▶ _TASK BRIEF_
List each line of the data below that contains the string "cylindrical", copying every such line in full.

▶ _DATA SHOWN_

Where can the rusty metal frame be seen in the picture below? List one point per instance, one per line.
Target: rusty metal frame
==
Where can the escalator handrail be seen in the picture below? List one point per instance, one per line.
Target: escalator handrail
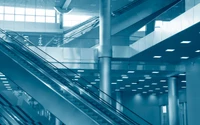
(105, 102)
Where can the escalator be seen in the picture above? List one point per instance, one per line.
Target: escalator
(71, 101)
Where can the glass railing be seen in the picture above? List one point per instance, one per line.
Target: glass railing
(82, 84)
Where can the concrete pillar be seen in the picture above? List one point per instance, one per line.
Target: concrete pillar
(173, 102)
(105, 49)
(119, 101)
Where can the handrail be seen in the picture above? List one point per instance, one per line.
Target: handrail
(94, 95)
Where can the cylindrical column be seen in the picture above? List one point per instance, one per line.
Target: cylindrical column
---
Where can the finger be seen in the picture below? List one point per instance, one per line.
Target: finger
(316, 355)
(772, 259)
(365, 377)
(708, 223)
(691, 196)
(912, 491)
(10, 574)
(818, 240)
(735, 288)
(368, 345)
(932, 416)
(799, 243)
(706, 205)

▶ _THE RESPONSE_
Where can the cylindrical column be seen in the picture above? List one point per instance, one per line.
Target: cylindrical column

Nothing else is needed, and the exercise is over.